TEXT PROVIDED:
Justine grew up in the greater Cape Flats area and always loved adventuring with her mom and younger brother, walking from central Cape Town to the beach at Camps Bay to swim. She particularly enjoyed walking past Table Mountain and admiring the excellent rock massif and the beauty of nature around it. In her final year at school, she began volunteering at an organisation where she was involved with environmental camps and dragon-boat racing, which proved to be the start of a fantastic journey into nature conservation. Looking back on it today, that journey has taken her from terrestrial and freshwater ecosystems to marine conservation. Justine believes in educating young minds, as they are the ones that will bring about change. Above all, she loves people and is passionate about conserving the natural environment.

Logan Benjamin

Junior educator


Logan grew up in the Cape Flats, just outside Cape Town. Growing up, Logan didn’t have many opportunities to explore the coastline. When the December holidays came around, she couldn’t wait to go to the beach! She participated in selection camps and was finally chosen to participate in a conservation leadership programme that lasted for seven years. Logan is highly passionate about the natural world, which she learned through reading books.

(Data entries)
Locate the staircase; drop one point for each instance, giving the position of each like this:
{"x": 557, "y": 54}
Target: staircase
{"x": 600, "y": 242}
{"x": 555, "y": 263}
--
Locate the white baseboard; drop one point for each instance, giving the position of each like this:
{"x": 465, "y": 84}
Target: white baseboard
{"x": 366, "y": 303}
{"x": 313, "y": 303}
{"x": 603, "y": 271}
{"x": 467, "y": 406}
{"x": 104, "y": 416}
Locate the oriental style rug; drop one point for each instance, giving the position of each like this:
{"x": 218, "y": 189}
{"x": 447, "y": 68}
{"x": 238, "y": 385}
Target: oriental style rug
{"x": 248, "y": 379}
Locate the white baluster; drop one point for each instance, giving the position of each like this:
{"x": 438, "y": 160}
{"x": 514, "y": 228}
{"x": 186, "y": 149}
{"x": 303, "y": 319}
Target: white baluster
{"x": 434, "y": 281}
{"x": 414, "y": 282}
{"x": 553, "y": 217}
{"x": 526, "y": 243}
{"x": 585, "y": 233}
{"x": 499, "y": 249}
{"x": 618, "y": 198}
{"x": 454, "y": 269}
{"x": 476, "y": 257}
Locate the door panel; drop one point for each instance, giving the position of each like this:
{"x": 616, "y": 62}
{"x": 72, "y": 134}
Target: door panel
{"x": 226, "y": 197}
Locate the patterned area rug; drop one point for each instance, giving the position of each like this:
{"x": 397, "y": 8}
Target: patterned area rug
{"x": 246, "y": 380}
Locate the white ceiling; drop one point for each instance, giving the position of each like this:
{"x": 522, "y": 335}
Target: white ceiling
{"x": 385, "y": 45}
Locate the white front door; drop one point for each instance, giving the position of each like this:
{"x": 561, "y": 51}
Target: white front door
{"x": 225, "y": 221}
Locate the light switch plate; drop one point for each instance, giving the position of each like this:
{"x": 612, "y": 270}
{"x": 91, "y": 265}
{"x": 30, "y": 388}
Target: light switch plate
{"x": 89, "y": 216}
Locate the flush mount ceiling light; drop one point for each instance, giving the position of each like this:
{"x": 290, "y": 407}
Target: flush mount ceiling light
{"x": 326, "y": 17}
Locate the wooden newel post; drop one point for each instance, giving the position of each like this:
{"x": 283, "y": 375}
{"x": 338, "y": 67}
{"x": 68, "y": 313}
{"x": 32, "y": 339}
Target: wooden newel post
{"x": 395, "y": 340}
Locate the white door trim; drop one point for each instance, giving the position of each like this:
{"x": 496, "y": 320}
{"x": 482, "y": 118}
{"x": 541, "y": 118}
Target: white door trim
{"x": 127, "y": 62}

PROBLEMS AND TASKS:
**A)** In the educator profiles, how long did the conservation leadership programme that Logan was chosen for last?
**B)** Pick up the educator profiles after their last sentence and keep writing.
None of the work calls for the data entries.

RESULTS FOR THE EXERCISE:
**A)** Seven years.

**B)**
Through the programme, Logan learned about South Africa’s diverse natural beauty. She also had the opportunity to visit the Two Oceans Aquarium and observe how marine biologists were studying different marine species. From that point forward, she decided to educate others about the same creatures that captured her imagination.

Logan believes that it is essential that we create opportunities for young people by teaching and influencing them and showing them what the natural world is about. By doing that, we create a better environment for everyone, whether educating them about marine life or simply about easy ways to discard waste responsibly.

Wade Naude

Junior educator


I come from an under-resourced community in Paarl. I never had much exposure to the ocean growing up because I lived so far away from it. I was the first in my household and the first of my friends to go to a university. When I started my course in marine science at the Cape Peninsula University of Technology, I learned a lot about the ocean. I began to understand the processes in the ocean, the different species found there and their adaptations, and the benefits we as people obtain from the ocean. I also got to do lab work for the first time, such as dissections and experiments related to chemistry and physics. I made sure I exposed myself to the marine environment as much as possible in order to nurture and grow my passion for the ocean. I attended beach clean-ups and volunteered at the Southern African Foundation for the Conservation of Coastal Birds (SANCCOB).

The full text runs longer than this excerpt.